=== Entries ===

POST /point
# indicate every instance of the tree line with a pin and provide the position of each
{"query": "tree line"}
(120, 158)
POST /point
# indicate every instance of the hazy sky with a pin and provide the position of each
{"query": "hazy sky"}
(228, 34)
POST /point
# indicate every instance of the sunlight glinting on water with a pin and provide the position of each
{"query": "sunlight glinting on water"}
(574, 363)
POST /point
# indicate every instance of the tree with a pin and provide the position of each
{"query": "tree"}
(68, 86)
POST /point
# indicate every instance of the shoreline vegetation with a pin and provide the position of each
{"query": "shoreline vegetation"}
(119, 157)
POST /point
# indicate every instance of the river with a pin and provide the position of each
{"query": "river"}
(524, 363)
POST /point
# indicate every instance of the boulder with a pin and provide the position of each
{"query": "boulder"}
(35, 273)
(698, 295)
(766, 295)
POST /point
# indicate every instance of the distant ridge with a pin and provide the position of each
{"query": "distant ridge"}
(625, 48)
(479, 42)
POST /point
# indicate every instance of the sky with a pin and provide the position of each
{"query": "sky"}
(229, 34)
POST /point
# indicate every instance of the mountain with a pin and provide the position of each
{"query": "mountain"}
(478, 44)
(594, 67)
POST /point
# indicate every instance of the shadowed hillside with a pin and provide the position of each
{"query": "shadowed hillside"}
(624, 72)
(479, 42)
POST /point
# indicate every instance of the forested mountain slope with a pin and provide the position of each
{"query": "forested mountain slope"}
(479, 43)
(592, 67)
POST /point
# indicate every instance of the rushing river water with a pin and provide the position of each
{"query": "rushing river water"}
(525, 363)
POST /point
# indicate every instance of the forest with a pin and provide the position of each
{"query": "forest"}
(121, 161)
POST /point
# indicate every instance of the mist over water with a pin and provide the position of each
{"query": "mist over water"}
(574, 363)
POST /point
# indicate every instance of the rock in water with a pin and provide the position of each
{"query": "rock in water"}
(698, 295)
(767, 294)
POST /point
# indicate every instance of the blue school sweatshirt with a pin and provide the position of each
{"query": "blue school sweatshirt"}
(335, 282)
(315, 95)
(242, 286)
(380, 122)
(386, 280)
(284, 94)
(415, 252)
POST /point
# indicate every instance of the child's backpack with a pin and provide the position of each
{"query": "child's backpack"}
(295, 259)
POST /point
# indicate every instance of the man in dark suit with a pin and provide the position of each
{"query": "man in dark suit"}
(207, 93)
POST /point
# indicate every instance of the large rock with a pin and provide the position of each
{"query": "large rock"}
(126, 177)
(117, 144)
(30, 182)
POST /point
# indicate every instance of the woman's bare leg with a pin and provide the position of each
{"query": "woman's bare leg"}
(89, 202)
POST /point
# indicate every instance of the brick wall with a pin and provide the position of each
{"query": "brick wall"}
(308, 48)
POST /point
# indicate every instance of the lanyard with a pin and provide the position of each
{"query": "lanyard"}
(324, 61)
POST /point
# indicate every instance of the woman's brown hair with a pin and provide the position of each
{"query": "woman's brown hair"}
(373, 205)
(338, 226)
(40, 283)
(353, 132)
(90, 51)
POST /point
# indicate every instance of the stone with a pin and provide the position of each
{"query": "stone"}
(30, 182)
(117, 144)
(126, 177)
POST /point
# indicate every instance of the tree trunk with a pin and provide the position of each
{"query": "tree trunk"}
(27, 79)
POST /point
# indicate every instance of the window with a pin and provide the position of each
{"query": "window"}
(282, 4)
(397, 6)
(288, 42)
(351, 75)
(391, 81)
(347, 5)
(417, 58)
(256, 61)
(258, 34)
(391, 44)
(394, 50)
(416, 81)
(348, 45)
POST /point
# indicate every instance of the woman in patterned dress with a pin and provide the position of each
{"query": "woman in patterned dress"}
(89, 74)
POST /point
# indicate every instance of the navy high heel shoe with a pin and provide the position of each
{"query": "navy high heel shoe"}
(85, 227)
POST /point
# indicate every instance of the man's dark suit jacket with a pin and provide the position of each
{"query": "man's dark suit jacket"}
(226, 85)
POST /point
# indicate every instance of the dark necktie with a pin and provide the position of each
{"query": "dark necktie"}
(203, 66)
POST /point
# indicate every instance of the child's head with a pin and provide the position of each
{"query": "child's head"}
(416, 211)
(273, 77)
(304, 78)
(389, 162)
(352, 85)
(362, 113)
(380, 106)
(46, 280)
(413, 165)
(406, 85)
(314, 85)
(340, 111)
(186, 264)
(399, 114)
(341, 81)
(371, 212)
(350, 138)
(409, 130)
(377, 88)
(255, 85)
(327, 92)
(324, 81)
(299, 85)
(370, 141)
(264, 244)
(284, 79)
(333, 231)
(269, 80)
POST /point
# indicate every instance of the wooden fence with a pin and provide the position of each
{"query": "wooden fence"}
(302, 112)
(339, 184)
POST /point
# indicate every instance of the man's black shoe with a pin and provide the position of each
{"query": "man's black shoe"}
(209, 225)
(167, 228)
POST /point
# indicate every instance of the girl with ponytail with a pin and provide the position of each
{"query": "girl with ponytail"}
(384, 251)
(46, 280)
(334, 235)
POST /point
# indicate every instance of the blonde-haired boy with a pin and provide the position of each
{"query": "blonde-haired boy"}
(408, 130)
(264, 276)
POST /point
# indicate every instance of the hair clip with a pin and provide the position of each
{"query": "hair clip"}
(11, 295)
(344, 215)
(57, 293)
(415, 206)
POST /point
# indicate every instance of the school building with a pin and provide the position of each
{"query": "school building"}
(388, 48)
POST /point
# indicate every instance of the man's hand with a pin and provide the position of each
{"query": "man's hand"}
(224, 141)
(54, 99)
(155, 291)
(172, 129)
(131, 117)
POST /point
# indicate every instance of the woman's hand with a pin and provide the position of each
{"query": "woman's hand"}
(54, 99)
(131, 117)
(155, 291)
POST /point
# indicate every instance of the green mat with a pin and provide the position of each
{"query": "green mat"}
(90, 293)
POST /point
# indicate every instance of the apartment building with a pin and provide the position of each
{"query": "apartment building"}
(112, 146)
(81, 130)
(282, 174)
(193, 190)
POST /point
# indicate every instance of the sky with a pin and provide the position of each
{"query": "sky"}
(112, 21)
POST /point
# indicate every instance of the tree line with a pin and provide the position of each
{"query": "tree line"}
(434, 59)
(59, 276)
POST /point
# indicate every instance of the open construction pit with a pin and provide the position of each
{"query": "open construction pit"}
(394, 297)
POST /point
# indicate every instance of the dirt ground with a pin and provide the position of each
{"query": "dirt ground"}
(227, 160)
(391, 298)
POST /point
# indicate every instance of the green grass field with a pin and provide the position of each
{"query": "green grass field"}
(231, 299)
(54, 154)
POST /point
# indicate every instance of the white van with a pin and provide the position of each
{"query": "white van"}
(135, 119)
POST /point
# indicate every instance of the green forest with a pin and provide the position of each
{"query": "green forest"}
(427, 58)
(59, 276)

===

## Description of the task:
How many lines of the listing contain the string "brown"? Case counts. Give only the number.

## The output:
2